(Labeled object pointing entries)
● ● ● ●
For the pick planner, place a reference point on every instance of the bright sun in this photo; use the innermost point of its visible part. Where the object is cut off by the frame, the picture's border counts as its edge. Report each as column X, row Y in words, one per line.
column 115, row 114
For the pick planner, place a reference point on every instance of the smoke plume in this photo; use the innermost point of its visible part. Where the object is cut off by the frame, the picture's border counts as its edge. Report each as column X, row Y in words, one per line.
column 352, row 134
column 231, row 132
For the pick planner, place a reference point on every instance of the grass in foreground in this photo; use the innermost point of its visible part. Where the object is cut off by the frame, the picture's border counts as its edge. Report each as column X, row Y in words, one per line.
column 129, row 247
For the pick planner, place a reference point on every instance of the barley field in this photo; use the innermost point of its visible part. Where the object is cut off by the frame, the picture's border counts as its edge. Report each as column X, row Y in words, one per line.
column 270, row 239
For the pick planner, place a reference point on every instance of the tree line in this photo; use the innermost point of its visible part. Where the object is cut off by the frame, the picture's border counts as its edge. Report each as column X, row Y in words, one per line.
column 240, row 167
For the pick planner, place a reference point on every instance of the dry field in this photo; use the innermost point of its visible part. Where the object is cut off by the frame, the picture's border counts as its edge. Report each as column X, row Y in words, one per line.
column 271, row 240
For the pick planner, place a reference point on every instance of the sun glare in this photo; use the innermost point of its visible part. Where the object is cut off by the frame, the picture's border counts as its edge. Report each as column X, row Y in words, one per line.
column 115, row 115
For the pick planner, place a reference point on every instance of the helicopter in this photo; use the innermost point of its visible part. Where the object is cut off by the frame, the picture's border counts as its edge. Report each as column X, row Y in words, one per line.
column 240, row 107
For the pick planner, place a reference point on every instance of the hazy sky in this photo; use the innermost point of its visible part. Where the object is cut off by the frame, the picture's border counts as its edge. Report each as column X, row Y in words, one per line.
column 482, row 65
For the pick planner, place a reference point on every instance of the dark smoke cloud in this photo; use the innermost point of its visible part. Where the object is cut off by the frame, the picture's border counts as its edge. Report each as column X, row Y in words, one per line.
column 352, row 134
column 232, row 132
● ● ● ●
**Problem description**
Copy these lines out word for word, with nothing changed.

**Response to the task**
For the pick planner, place a reference point on every instance of the bright sun in this photo; use the innermost point of its visible part. Where the object is cut off by the frame, the picture's border counts as its edge. Report each as column X, row Y in words, one per line.
column 115, row 114
For the pick planner, place a reference point on every instance of the smoke plume in this photo; use the innermost point of its visible part. Where the object is cut off by the frame, the picture's border counts as its edge. Report each as column X, row Y in words, one per line.
column 352, row 134
column 231, row 132
For the pick planner, place a reference point on every instance of the grass in foreground in this photo; use the innermost point of its visible part. Where the object is cut off by the frame, the picture's border counts as its edge. Report each as column X, row Y in words, one per line.
column 129, row 247
For the pick planner, place a reference point on every instance of the barley field in this photo; use the innermost point of its visible part. Where the object is cut off by the frame, the picture's border counts as its edge. Report each as column X, row Y in words, one per line.
column 270, row 239
For the pick planner, place a reference point on every instance of the tree line in this photo; use the innermost point of its visible part. Where the object is cut off by the frame, the picture's border counts as its edge. Report each as column X, row Y in words, one per line.
column 240, row 167
For the pick planner, place a reference point on every instance of the dry field in this photo; use the innermost point of its visible part. Where the object is cut off by the frame, the picture's border counts as its edge. Report each as column X, row Y in words, one per line.
column 271, row 240
For the pick planner, place a reference point on every instance of the sun glare in this photo; use the innermost point of its visible part. Where the object is cut off by the frame, the picture's border counts as its edge. Report each as column X, row Y in words, one per line.
column 115, row 115
For the pick planner, place a reference point on every instance of the helicopter in this photo; use the innermost point of its visible part. Where the object is cut off by the frame, the picture's border counts as its edge. Report each as column X, row Y in words, one per line.
column 240, row 107
For the pick planner, place a reference point on every instance of the hazy sky in this photo; use the innermost point of its visible part. Where the object is cut off by the frame, the picture's border counts as its edge. Report each as column X, row Y in words, one per line.
column 482, row 65
For the pick planner, place a reference point on every instance of the dark smoke cloud in this photo; use the innermost point of its visible part. Where the object is cut off by the frame, the picture's border counts as its edge. Report each as column X, row Y in words, one per line.
column 352, row 134
column 232, row 132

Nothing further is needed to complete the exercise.